Collection entries
------------------------------------------------------------

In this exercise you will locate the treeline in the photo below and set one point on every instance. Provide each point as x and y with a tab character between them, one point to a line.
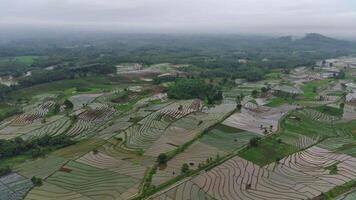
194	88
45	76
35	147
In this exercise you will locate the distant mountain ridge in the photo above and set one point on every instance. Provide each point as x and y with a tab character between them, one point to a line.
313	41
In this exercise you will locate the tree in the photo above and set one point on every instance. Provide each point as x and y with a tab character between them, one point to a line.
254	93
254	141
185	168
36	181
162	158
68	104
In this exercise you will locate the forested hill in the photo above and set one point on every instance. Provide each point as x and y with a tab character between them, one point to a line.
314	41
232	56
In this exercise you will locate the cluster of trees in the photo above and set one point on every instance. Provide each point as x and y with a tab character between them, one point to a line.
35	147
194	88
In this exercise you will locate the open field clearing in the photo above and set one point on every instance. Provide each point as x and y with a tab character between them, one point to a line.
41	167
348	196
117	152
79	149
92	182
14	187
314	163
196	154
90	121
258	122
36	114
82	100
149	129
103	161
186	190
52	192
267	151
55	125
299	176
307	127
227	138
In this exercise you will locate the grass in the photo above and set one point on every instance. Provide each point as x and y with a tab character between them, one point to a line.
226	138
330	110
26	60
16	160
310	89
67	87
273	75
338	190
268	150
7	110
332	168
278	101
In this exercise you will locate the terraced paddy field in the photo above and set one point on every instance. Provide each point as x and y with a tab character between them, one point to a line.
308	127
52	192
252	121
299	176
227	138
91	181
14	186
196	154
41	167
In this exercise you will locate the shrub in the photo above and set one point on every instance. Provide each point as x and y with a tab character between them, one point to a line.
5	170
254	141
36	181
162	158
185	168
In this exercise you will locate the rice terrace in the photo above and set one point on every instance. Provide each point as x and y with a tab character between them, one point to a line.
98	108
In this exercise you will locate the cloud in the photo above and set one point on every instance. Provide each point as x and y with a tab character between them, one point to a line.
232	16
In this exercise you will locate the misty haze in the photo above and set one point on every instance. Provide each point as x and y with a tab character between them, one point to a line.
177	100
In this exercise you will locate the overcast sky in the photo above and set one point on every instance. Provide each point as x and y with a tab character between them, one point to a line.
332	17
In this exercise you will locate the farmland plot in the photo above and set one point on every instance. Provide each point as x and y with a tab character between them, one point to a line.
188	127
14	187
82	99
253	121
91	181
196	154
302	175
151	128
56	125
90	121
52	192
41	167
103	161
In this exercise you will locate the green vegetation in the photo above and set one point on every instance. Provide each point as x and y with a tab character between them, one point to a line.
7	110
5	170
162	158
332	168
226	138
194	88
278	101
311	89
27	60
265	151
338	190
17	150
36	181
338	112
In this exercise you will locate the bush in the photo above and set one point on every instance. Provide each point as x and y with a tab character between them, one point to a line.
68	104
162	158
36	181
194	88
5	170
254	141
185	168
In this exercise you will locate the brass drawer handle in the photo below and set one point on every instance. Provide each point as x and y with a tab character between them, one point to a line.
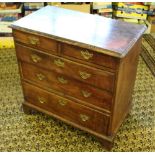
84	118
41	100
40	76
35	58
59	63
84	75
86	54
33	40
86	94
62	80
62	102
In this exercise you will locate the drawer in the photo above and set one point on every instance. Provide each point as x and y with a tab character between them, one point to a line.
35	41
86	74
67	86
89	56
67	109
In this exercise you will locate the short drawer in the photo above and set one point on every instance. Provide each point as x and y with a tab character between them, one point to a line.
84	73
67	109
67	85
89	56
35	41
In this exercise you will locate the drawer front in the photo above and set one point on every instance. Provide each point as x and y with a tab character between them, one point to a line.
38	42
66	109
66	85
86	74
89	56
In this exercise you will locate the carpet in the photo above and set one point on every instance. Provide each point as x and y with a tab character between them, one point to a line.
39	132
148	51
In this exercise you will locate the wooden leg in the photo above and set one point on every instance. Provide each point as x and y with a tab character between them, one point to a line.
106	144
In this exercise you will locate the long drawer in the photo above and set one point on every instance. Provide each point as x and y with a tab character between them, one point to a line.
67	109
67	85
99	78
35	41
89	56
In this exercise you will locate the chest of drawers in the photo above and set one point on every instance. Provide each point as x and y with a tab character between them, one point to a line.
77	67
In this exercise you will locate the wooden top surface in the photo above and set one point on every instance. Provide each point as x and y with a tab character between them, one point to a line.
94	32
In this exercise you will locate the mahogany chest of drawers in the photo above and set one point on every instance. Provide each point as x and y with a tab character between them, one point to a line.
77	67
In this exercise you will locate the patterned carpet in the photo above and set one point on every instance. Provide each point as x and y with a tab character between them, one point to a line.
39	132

------------------------------------------------------------

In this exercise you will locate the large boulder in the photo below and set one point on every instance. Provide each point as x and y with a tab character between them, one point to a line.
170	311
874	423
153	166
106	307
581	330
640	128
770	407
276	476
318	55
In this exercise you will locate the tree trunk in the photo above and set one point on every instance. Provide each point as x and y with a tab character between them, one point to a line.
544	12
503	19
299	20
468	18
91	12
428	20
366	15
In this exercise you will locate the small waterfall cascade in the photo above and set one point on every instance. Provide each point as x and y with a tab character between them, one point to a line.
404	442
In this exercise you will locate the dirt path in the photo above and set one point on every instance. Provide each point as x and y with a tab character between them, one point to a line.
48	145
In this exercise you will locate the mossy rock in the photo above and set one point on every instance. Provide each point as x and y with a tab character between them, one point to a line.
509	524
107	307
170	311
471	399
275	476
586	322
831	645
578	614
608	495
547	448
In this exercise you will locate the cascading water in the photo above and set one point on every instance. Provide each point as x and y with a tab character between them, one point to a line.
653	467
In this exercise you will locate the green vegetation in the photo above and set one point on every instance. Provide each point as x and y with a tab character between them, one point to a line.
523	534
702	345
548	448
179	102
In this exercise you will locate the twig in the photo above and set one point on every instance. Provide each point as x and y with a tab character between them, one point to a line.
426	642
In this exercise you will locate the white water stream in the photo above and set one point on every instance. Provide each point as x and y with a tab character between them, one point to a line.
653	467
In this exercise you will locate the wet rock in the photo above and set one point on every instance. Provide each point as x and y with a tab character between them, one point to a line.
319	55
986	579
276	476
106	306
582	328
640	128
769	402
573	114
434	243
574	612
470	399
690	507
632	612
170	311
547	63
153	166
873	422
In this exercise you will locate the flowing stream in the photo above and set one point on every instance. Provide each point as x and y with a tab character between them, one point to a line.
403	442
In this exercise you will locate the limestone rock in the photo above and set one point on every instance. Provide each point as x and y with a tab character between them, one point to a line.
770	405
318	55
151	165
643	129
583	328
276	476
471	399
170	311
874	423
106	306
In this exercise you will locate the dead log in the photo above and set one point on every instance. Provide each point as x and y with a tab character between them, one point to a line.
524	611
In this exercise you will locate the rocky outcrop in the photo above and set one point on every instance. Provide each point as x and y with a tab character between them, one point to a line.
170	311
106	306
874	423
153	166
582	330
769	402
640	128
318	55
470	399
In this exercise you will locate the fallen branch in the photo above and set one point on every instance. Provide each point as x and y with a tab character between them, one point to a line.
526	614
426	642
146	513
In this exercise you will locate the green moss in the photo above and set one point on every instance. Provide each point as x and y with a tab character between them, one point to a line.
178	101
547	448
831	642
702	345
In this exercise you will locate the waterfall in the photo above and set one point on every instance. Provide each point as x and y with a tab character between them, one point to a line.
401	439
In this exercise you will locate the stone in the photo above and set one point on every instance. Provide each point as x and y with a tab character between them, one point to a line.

------------------------------------------------------------

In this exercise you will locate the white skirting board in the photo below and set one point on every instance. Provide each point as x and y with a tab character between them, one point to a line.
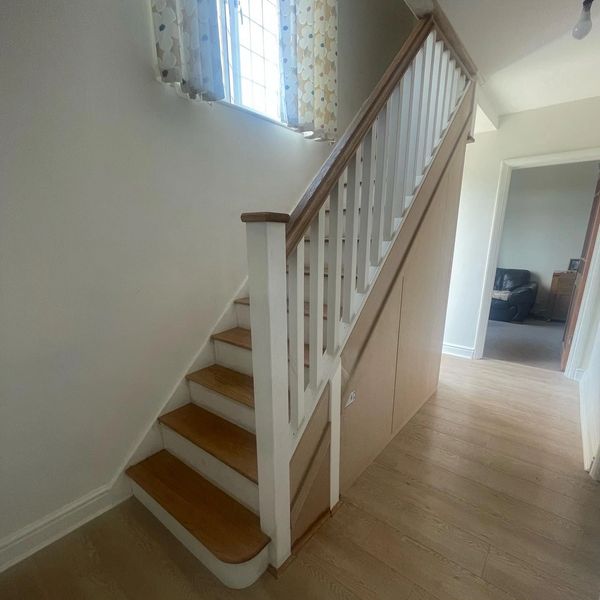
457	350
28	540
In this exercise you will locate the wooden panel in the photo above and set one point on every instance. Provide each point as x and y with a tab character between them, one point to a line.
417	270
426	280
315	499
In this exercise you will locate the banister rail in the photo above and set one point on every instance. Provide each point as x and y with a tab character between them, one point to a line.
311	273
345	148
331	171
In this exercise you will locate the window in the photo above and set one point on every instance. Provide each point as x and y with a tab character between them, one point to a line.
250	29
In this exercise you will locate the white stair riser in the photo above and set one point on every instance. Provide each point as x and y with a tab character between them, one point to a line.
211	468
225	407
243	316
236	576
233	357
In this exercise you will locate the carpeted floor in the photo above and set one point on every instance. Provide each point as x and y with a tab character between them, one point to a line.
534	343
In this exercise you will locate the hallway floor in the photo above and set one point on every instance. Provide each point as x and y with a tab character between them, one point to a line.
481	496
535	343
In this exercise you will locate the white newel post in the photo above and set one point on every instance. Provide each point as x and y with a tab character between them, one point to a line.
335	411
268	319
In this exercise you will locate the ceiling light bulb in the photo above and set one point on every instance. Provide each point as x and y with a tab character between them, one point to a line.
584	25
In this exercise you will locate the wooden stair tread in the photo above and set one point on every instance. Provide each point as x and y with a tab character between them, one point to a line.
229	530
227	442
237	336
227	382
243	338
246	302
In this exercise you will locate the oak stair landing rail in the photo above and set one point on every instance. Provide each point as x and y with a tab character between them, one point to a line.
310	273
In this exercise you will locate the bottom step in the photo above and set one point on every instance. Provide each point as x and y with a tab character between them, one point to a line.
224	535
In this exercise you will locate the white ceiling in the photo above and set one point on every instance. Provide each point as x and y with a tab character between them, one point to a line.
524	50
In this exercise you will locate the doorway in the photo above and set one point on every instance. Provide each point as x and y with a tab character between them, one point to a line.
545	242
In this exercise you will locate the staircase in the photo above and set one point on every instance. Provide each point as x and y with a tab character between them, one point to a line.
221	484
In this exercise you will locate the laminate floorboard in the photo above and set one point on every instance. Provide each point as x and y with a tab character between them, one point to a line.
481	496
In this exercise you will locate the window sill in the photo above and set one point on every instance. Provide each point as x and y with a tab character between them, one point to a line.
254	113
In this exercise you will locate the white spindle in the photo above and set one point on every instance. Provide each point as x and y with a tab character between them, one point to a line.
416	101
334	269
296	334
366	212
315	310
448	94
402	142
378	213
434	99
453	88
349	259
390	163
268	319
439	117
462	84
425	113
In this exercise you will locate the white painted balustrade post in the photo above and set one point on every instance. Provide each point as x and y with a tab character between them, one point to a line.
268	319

------------------------------------------------------------

▶ _EXERCISE AIM_:
Count the lines in the entries that contain the string "drawers", treating uppercase and lowercase as different. Reply with only the number.

▶ _EXERCISE ANSWER_:
2